Aim of the task
Would you return the entries below exactly from the line containing "[pin] wispy cloud" onward, ending with the final line and including it, and nothing else?

Items from a data source:
'''

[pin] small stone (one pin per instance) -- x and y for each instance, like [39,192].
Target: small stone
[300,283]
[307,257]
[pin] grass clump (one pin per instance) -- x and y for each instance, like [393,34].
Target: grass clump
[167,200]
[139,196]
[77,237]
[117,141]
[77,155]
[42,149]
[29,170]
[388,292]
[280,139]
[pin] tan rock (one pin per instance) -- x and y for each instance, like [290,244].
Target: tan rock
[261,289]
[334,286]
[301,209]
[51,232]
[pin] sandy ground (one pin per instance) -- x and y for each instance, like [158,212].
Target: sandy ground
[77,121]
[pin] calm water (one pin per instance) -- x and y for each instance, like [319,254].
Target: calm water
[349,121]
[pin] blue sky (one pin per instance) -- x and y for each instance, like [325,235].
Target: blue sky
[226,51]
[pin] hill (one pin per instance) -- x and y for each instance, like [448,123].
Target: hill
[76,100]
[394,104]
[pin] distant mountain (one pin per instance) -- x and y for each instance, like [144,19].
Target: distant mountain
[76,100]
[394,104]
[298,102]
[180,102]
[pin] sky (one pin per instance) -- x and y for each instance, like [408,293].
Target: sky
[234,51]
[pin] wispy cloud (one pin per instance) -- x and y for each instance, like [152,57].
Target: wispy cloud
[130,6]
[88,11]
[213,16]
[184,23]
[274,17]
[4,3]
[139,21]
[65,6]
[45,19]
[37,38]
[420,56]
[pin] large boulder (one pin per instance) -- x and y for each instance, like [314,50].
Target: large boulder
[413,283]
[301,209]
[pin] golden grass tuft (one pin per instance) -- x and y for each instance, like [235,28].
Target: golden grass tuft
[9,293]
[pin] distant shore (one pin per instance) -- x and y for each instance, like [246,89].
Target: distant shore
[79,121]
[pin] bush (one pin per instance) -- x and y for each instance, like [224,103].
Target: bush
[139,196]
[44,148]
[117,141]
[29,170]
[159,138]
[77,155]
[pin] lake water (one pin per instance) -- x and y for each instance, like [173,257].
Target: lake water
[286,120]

'''

Solution
[pin] wispy cloud (one pin per instance) -- x and y for each instance, like [152,57].
Target: wispy cloud
[130,6]
[88,11]
[213,16]
[184,23]
[274,17]
[4,3]
[139,21]
[65,6]
[45,19]
[37,38]
[420,56]
[pin] large boulder (one pin per instance) -- x and y for each instance, like [314,50].
Target: large boulder
[413,283]
[301,209]
[pin] golden grass tuft (one pin per instance) -- x and y for each instance, like [235,28].
Target: golden grass tuft
[9,293]
[pin] distant shore (one pin per instance) -- x and y for each instance, like [246,89].
Target: distant shore
[79,121]
[pin] bush (one pin per instance) -- x and y for each instance, like [224,103].
Target: bush
[139,196]
[44,148]
[117,141]
[29,170]
[159,138]
[77,155]
[pin] lake water (one pin per instance) -- x and y for each instance, like [173,257].
Target: lake water
[286,120]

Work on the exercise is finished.